(Exercise description): In the entries below, replace "dark" with "black" and write out all the lines again, leaving everything else as it is.

________________________

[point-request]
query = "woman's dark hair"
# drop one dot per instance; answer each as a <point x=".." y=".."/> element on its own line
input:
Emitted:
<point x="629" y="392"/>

________________________

(Response to this task):
[point-request]
query = "woman's black hair"
# drop one dot per instance; answer each as a <point x=".." y=".."/> element on its own line
input:
Emitted:
<point x="629" y="392"/>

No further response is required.